**Extract provided**
▼▼▼

Nash v. State
Decision Date | 24 December 1904 |
Citation | 84 S.W. 497,73 Ark. 399 |
Parties | NASH v. STATE |
Court | Arkansas Supreme Court |
Appeal from Desha Circuit Court, Watson Ditsrict, ANTONIO B. GRACE Judge.
Reversed.
Reversed and remanded.
X. O Pindall and Campbell & Stevenson, for appellant.
The court erred in setting aside the indictment for manslaughter and referring the case to the grand jury of the February term, 1903, in the absence of the defendant. 71 Ark. 47; 24 Ark. 620; 10 Ark. 318; 5 Ark. 431; Sand. & H. Dig. § 2067; 50 Ark. 542. The court erred in refusing to allow the defendant to introduce evidence to show that the indictment was concurred in by only eleven grand jurors. 4 Greenleaf (Me.) 380; Sand. & H. Dig., §§ 2054, 2070; 36 Me 128; 14 P. 768; 6 Abb. N. Cas. 33; 53 Ala. 481; Greenleaf, Ev., § 252; 63 N.C. 595. The court erred in refusing to continue the case. Sand. & H. Dig., §§ 2158, 5797; 16 Ill. 507; 92 Ky. 68; 60 Ark. 564. The eviednce of Gray Dunn was improperly admitted. 69 Ark. 648. The court erred in commenting upon the evidence of Gray Dunn. 51 Ark. 147; 28 Fla. 113, 142; Underhill, Crim. Ev., § 215. The purported testimony of M. W. Qilling, Sr., before the grand jury was improperly admitted. Sand. & H. Dig., §§ 2043, 2042, 2055. It was error for the court to tell the jury that any verdict reached after midnight could not be received until Monday morning. 20 Enc. Pl. & Pr. 1194; 167 U.S. 178; 140 U.S. 118, 131. It was error to refuse an instruction on the crime of manslaughter. 36 Kan. 497; 52 Kan. 335; 27 Tex.App. 16; 28 Tex.App. 542; 110 U.S. 582; 52 Ark. 345; 43 Ark. 289. The court erred in its charge upon the question of self-defense . 67 Ark. 605; 58 Ark. 57. The court erred in defining what constitutes a reasonable doubt. 69 Ark. 537. The court erred in refusing to give instruction No. 7 1/2 requested by defendant. 20 Tex.App. 665.
George W. Murphy, Attorney General, for appellee; White & Altheimer, of counsel.

▲▲▲

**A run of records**
▼▼▼

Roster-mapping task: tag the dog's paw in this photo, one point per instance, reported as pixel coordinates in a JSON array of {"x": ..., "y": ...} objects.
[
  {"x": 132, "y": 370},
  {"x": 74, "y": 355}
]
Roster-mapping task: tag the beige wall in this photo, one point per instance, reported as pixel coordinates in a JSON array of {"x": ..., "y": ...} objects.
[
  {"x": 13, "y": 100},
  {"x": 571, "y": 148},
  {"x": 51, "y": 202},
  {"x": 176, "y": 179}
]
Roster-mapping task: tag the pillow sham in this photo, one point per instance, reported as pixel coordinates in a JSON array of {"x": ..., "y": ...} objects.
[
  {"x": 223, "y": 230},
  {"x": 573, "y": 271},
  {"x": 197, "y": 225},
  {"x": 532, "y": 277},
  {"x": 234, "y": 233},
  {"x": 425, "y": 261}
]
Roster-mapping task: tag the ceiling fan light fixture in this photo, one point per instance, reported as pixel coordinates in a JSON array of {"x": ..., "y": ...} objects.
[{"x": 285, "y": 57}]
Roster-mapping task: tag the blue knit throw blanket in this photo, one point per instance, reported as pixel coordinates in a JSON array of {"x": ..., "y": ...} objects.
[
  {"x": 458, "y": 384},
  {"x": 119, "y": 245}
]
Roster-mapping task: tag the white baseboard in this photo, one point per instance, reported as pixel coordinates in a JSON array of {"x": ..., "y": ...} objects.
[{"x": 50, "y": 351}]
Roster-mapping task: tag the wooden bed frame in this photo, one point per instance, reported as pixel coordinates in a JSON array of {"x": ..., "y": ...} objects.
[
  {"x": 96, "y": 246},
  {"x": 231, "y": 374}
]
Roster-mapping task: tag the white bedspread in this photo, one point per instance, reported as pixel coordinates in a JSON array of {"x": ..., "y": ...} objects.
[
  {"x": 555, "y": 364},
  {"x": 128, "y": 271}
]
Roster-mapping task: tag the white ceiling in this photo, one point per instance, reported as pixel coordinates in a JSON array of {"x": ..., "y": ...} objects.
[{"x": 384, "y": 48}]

▲▲▲

**Given instruction**
Write the next part of the Nash v. State case report, starting right after its final line. The data have no connection to the Nash v. State case report.

**Written answer**
The indictment for manslaughter was properly set aside. 71 Ark. 50; Sand. & H. Dig., §§ 2060, 2061, 2249, 2185. The testimony offered by defendant to show that only eleven members concurred in the finding of the indictment was properly excluded. Sand. & H. Dig., §§ 2069-2073, 2126, 2054, 1752; Whart. Cr. Pl. § 379; 16 Conn. 457; 20 Mo. 238; 4 Denio, 133; 39 Ia. 318; 46 Ia. 88; 146 Ill. 197; 20 Mo. 345; 24 Ind. 156; 10 Enc. Pl. & Pr. 400; 31 Fla. 340; 29 Ill.App. 532; 4 Greene (Ia.) 125; 1 Kan. 313; 6 Met. 224; 2 Greene (Ia.), 270; 93 N. Car. 552; 1 Wash. Ter. 409. The doctrine of self-defense was properly declared. 69 Ark. 653. The instruction on a "reasonable doubt" was proper. 69 Ark. 537.
X. O. Pindall and Campbell & Stevenson, for appellant in reply.
In dismissing the indictment for manslaughter, the defendant should have been present. 44 Ark. 332; 5 Ark. 431; 10 Ark. 205; 24 Ark. 620, 629.
During the August term, 1902, of the Desha Circuit Court for the Western District of Desha County, the grand jury returned against Martin Nash an indictment for manslaughter, alleging that he, on the 20th of June, 1902, in said district and county, and in this State, unlawfully, wrongfully, feloniously, and upon a sudden heat of passion, killed James Cross, Jr., by shooting him with a shotgun, etc.
At the next February term, the said court referred the charge to the grand jury of that term, and they returned against appellant an indictment for murder in the first degree, alleging that he, in said district, county and State, on the 20th of June, 1902, unlawfully, willfully, feloniously, with malice aforethought, and with premeditation and deliberation, killed and murdered James Cross, Jr., by shooting him with a double-barreled shotgun, etc.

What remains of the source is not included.